[Source records]
============

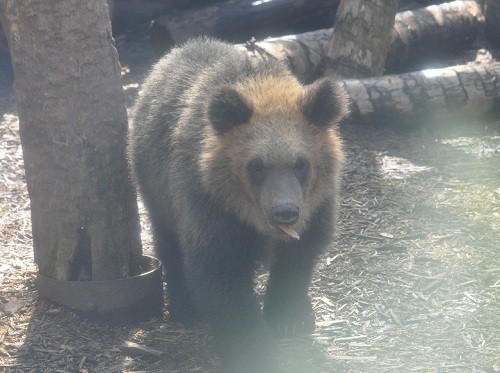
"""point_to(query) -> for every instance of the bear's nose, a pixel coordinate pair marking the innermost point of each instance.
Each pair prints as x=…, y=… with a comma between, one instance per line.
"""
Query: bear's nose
x=285, y=213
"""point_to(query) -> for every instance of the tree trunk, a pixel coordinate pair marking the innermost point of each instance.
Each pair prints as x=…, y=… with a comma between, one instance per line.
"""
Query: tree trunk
x=492, y=22
x=411, y=46
x=240, y=20
x=361, y=37
x=73, y=126
x=465, y=89
x=426, y=34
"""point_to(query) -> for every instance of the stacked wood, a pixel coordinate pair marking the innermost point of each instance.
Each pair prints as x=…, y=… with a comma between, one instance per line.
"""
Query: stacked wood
x=308, y=53
x=492, y=26
x=470, y=89
x=361, y=37
x=422, y=35
x=240, y=20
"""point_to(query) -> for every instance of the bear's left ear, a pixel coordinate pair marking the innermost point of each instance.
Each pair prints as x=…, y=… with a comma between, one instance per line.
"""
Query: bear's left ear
x=228, y=108
x=325, y=103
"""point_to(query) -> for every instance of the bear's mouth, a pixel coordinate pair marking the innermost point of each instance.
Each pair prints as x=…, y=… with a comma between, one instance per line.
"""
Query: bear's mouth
x=288, y=229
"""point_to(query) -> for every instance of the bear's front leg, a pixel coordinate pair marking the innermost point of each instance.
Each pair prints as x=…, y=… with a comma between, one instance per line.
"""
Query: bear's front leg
x=287, y=306
x=219, y=271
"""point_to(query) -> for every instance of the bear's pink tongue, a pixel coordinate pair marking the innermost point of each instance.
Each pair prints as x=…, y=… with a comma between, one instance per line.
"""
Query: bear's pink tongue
x=288, y=230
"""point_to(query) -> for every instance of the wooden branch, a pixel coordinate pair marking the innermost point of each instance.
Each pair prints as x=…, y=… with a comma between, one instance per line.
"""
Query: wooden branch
x=307, y=54
x=473, y=89
x=235, y=20
x=361, y=37
x=240, y=20
x=492, y=22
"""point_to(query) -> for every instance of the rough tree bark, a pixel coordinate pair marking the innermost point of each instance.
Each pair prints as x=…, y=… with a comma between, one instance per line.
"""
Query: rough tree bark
x=467, y=89
x=410, y=45
x=73, y=126
x=361, y=37
x=240, y=20
x=492, y=26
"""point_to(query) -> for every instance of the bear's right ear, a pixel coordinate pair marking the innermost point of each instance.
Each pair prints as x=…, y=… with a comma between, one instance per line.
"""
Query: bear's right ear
x=228, y=108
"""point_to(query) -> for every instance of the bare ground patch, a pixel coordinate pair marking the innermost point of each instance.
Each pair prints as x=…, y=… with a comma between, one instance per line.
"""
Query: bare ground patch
x=411, y=282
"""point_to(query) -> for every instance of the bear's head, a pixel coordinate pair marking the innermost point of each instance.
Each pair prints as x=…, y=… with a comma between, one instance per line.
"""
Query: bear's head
x=272, y=155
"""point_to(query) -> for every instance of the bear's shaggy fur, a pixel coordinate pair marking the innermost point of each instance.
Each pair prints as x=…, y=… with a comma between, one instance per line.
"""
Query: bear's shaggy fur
x=235, y=159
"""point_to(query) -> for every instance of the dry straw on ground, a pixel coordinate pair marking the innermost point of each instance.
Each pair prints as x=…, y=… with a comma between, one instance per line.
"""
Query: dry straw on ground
x=411, y=283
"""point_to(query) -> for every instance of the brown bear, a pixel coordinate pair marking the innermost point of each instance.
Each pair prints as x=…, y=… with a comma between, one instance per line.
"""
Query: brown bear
x=238, y=162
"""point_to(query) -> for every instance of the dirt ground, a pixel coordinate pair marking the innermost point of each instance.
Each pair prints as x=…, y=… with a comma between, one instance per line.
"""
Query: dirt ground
x=411, y=283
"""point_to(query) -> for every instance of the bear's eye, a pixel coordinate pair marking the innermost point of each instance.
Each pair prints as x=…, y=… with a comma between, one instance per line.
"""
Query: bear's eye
x=301, y=168
x=256, y=169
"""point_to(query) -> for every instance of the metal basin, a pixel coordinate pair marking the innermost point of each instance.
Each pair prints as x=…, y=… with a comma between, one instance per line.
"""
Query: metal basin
x=118, y=301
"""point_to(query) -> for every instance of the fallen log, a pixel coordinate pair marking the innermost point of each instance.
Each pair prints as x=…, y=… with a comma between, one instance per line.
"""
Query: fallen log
x=361, y=37
x=472, y=89
x=240, y=20
x=307, y=54
x=492, y=22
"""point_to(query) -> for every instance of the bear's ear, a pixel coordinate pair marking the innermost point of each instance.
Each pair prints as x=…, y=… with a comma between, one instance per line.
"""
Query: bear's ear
x=325, y=103
x=228, y=108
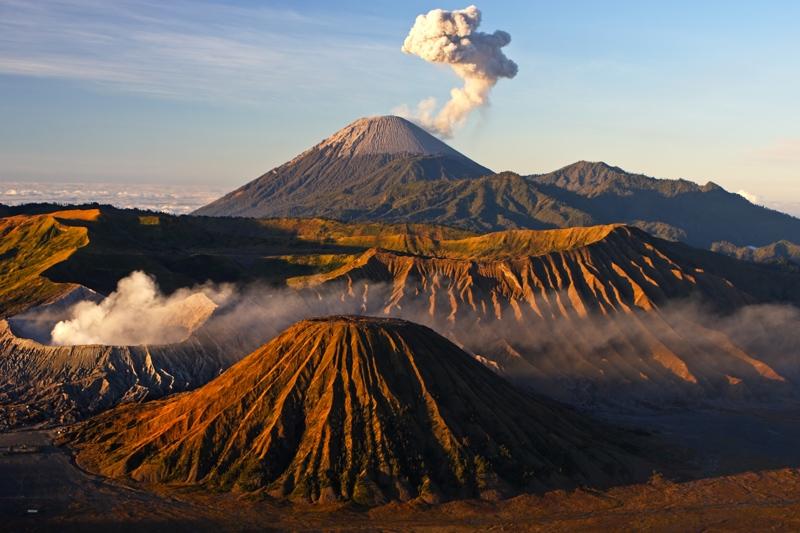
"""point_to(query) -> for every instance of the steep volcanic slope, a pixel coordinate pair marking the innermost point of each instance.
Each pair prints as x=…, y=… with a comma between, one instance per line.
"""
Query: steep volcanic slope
x=98, y=246
x=387, y=169
x=704, y=214
x=360, y=409
x=781, y=252
x=29, y=245
x=364, y=159
x=604, y=317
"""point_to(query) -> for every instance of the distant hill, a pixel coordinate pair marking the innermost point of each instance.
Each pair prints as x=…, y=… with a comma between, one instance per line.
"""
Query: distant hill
x=387, y=169
x=363, y=160
x=781, y=252
x=362, y=409
x=696, y=214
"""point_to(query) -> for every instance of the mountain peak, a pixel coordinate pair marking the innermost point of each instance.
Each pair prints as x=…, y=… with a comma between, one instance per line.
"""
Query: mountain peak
x=387, y=134
x=356, y=408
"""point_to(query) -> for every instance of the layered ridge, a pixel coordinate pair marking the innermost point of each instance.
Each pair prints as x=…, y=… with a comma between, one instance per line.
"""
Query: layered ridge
x=361, y=409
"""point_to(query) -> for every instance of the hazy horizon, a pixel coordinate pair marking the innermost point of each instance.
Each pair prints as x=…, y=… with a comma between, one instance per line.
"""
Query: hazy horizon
x=214, y=94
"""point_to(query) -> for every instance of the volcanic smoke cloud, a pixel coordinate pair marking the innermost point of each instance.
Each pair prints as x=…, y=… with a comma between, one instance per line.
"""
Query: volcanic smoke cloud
x=138, y=313
x=451, y=37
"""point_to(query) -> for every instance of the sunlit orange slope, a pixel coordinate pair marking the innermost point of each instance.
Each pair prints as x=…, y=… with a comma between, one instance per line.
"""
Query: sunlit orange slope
x=360, y=409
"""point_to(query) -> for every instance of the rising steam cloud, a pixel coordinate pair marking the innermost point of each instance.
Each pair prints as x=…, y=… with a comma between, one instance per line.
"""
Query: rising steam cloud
x=137, y=313
x=451, y=38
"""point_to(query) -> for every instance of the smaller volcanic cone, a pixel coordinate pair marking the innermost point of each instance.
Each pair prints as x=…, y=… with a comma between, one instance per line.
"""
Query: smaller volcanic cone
x=360, y=409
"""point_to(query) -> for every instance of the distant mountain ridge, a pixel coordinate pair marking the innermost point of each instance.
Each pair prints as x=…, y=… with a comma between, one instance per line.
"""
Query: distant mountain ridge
x=362, y=160
x=363, y=409
x=387, y=169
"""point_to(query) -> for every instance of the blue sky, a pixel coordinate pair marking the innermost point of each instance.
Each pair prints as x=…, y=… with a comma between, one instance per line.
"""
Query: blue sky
x=218, y=92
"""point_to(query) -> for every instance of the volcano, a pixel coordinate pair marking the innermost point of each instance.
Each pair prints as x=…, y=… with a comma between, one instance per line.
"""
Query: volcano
x=360, y=409
x=364, y=159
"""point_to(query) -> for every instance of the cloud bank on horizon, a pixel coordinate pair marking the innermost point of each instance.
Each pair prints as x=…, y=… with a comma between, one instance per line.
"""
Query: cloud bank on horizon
x=451, y=38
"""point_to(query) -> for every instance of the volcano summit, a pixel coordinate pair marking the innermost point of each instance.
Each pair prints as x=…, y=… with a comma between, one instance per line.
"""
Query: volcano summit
x=362, y=409
x=364, y=159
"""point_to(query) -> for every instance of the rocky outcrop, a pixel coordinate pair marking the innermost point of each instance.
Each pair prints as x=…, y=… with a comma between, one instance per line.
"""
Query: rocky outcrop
x=362, y=409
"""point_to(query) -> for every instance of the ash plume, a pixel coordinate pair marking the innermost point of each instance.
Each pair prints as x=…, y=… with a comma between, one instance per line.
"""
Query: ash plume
x=451, y=38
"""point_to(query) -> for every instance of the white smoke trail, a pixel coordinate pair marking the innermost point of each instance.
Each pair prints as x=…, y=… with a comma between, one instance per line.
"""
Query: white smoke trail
x=450, y=37
x=137, y=313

============

Repeat the records above exactly, from the first line through the line containing "bear's mouth, a", and leave out the pictures.

• Result below:
"""point_to(query) -> for every instance of the bear's nose, a pixel coordinate pair marking the innermost point of each instance.
Each pair prints as x=…, y=… with a comma between, one instance per line.
"""
Query: bear's nose
x=285, y=213
"""point_to(query) -> for every instance of the tree trunk, a pixel coordinate pair marking the innermost point of each instance.
Each pair prints as x=…, y=… with a comma between, one instance per line.
"""
Query: tree trunk
x=492, y=22
x=411, y=46
x=240, y=20
x=361, y=37
x=73, y=126
x=465, y=89
x=426, y=34
"""point_to(query) -> for every instance of the stacked wood, a pixel coordinate pair marking the innermost point of each instance.
Each pair prints as x=…, y=… with a comma between, one instance per line.
"""
Query: stacked wood
x=308, y=53
x=492, y=26
x=470, y=89
x=361, y=37
x=422, y=35
x=240, y=20
"""point_to(query) -> for every instance of the bear's left ear, a pixel coordinate pair marking the innermost point of each instance.
Each pair prints as x=…, y=… with a comma between, one instance per line.
"""
Query: bear's left ear
x=228, y=108
x=325, y=103
"""point_to(query) -> for every instance of the bear's mouth, a pixel coordinate pair marking the innermost point of each instance.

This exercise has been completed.